Excerpt provided
--- START ---
First Principle: Lambda's execution environment provides a secure, isolated, and managed runtime for your code, abstracting server operating systems and simplifying dependency management.

When your Lambda function is invoked, AWS launches an execution environment. This environment includes the operating system, the runtime (e.g., Node.js, Python), and any configured Lambda Layers or container images.

Key Aspects of Lambda Execution Environment & Runtime:
  • Runtime: The language environment in which your code runs (e.g., Python 3.9, Node.js 16.x). AWS manages the updates and security of these runtimes.
  • Execution Context: Provides information about the invocation, function, and execution environment through the context object or environment variables.
  • Temporary Disk Space (/tmp): Each execution environment gets a small, temporary disk space accessible at /tmp for processing files. This is ephemeral and cleared after execution.
  • Memory & CPU: You configure the memory allocated to your Lambda function. CPU power is automatically scaled proportionally to the memory allocated.
--- END ---
Rows from a dataset
--- START ---
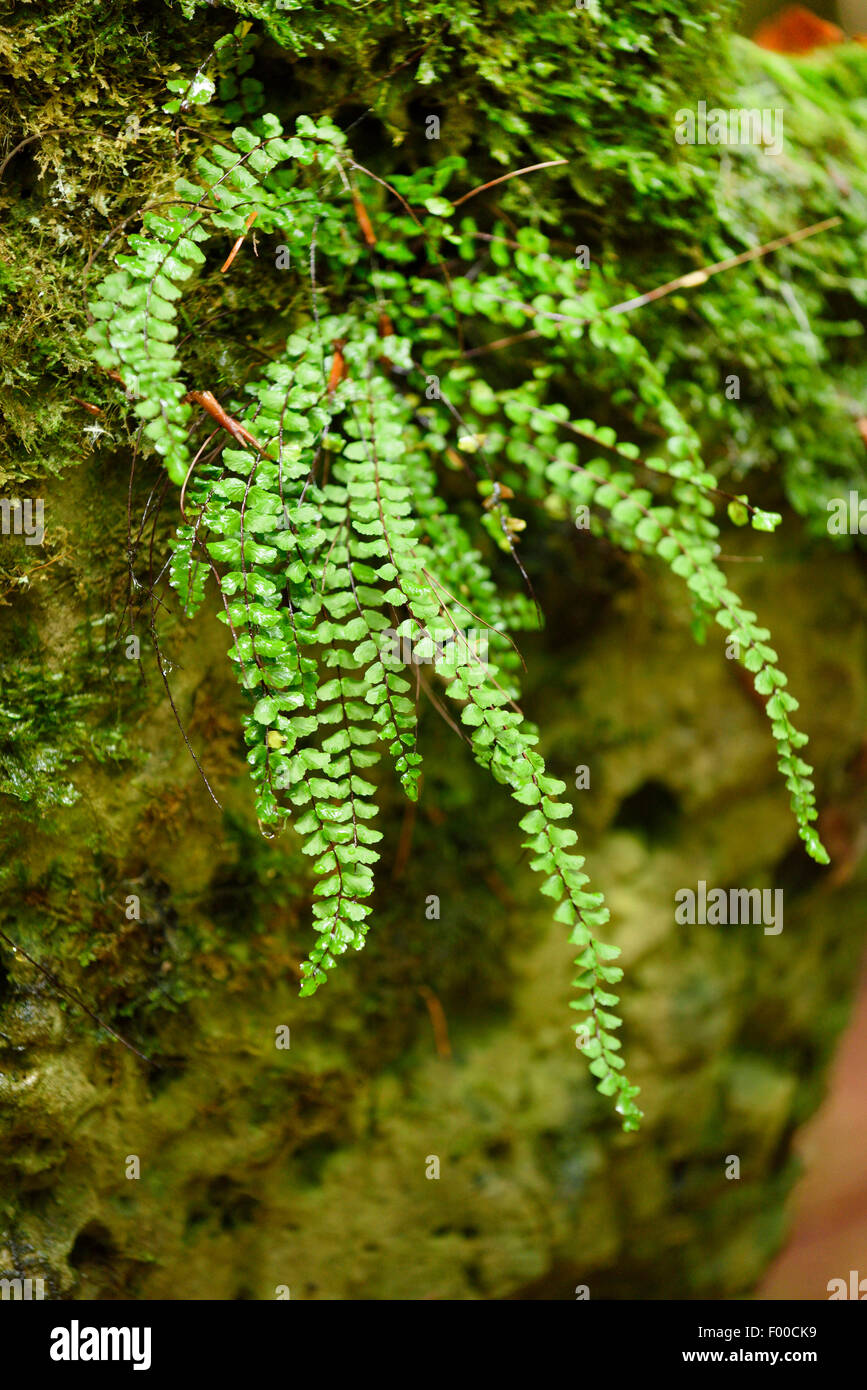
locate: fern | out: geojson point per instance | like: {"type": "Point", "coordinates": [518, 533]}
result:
{"type": "Point", "coordinates": [320, 514]}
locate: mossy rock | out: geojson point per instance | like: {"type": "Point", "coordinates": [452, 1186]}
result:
{"type": "Point", "coordinates": [307, 1166]}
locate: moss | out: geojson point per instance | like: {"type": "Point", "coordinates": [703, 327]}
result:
{"type": "Point", "coordinates": [261, 1166]}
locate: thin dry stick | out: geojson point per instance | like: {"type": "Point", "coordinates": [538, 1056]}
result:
{"type": "Point", "coordinates": [530, 168]}
{"type": "Point", "coordinates": [239, 242]}
{"type": "Point", "coordinates": [688, 281]}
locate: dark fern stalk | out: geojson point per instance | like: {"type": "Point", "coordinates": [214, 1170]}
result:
{"type": "Point", "coordinates": [329, 540]}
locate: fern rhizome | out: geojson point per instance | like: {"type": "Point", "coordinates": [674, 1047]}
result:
{"type": "Point", "coordinates": [311, 498]}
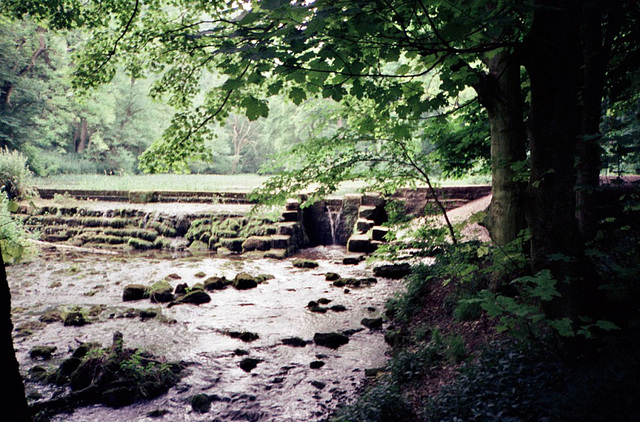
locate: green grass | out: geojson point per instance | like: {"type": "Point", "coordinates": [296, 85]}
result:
{"type": "Point", "coordinates": [155, 182]}
{"type": "Point", "coordinates": [190, 182]}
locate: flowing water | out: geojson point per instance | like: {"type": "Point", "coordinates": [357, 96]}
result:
{"type": "Point", "coordinates": [279, 389]}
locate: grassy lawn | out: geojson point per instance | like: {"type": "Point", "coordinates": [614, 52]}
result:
{"type": "Point", "coordinates": [191, 182]}
{"type": "Point", "coordinates": [172, 182]}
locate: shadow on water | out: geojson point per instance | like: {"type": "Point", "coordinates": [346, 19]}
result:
{"type": "Point", "coordinates": [282, 387]}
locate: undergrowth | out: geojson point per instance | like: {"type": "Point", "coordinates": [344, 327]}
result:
{"type": "Point", "coordinates": [528, 366]}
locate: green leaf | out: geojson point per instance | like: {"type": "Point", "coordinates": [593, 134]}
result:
{"type": "Point", "coordinates": [563, 327]}
{"type": "Point", "coordinates": [297, 95]}
{"type": "Point", "coordinates": [255, 108]}
{"type": "Point", "coordinates": [606, 325]}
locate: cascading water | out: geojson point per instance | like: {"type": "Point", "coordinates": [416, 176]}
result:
{"type": "Point", "coordinates": [334, 213]}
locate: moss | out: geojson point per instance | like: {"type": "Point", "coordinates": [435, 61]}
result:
{"type": "Point", "coordinates": [161, 292]}
{"type": "Point", "coordinates": [304, 263]}
{"type": "Point", "coordinates": [231, 224]}
{"type": "Point", "coordinates": [115, 222]}
{"type": "Point", "coordinates": [107, 239]}
{"type": "Point", "coordinates": [163, 228]}
{"type": "Point", "coordinates": [91, 222]}
{"type": "Point", "coordinates": [161, 243]}
{"type": "Point", "coordinates": [140, 244]}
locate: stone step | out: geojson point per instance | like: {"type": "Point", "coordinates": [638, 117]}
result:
{"type": "Point", "coordinates": [370, 212]}
{"type": "Point", "coordinates": [276, 253]}
{"type": "Point", "coordinates": [353, 258]}
{"type": "Point", "coordinates": [372, 199]}
{"type": "Point", "coordinates": [363, 225]}
{"type": "Point", "coordinates": [359, 243]}
{"type": "Point", "coordinates": [280, 241]}
{"type": "Point", "coordinates": [379, 233]}
{"type": "Point", "coordinates": [290, 216]}
{"type": "Point", "coordinates": [288, 228]}
{"type": "Point", "coordinates": [256, 243]}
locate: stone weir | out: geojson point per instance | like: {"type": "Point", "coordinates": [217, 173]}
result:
{"type": "Point", "coordinates": [146, 196]}
{"type": "Point", "coordinates": [222, 228]}
{"type": "Point", "coordinates": [148, 221]}
{"type": "Point", "coordinates": [224, 231]}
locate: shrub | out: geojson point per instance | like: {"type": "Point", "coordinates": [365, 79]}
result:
{"type": "Point", "coordinates": [13, 236]}
{"type": "Point", "coordinates": [15, 177]}
{"type": "Point", "coordinates": [381, 403]}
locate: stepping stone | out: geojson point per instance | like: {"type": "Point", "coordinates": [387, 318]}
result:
{"type": "Point", "coordinates": [363, 225]}
{"type": "Point", "coordinates": [359, 243]}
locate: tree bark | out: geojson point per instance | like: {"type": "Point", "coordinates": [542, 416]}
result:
{"type": "Point", "coordinates": [500, 94]}
{"type": "Point", "coordinates": [81, 136]}
{"type": "Point", "coordinates": [553, 64]}
{"type": "Point", "coordinates": [588, 166]}
{"type": "Point", "coordinates": [12, 399]}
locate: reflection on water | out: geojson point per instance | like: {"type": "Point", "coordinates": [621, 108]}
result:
{"type": "Point", "coordinates": [280, 387]}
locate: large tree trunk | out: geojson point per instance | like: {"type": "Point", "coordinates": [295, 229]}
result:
{"type": "Point", "coordinates": [81, 135]}
{"type": "Point", "coordinates": [12, 400]}
{"type": "Point", "coordinates": [595, 56]}
{"type": "Point", "coordinates": [500, 94]}
{"type": "Point", "coordinates": [554, 63]}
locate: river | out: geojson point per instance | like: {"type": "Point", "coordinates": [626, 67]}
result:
{"type": "Point", "coordinates": [282, 387]}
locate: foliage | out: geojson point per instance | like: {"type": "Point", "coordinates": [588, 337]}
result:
{"type": "Point", "coordinates": [13, 237]}
{"type": "Point", "coordinates": [504, 385]}
{"type": "Point", "coordinates": [16, 180]}
{"type": "Point", "coordinates": [381, 403]}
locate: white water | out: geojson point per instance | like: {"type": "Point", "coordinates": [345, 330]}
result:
{"type": "Point", "coordinates": [275, 311]}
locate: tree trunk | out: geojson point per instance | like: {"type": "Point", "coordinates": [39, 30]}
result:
{"type": "Point", "coordinates": [81, 135]}
{"type": "Point", "coordinates": [554, 62]}
{"type": "Point", "coordinates": [12, 400]}
{"type": "Point", "coordinates": [500, 94]}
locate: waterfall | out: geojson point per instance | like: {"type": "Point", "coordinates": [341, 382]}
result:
{"type": "Point", "coordinates": [334, 213]}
--- END ---
Requirement
Pick up the passage on Lambda's execution environment and runtime after its final sentence and keep it going.

Answer to this task
  • Lambda Layers: Packages common dependencies (libraries, runtimes) separately from your function code, promoting reusability and reducing deployment package size.
  • Container Images: Lambda now supports packaging functions as container images, offering more control over the runtime environment and dependencies.

Scenario: You're developing a Python Lambda function that needs to process a large image file (several MBs), requiring temporary local storage during processing. You also want to include a common Python library without bundling it directly in your function's deployment package.

Reflection Question: How does Lambda's execution environment provide managed resources like the /tmp directory for temporary storage and support Lambda Layers for shared dependencies, abstracting server management and simplifying your development workflow?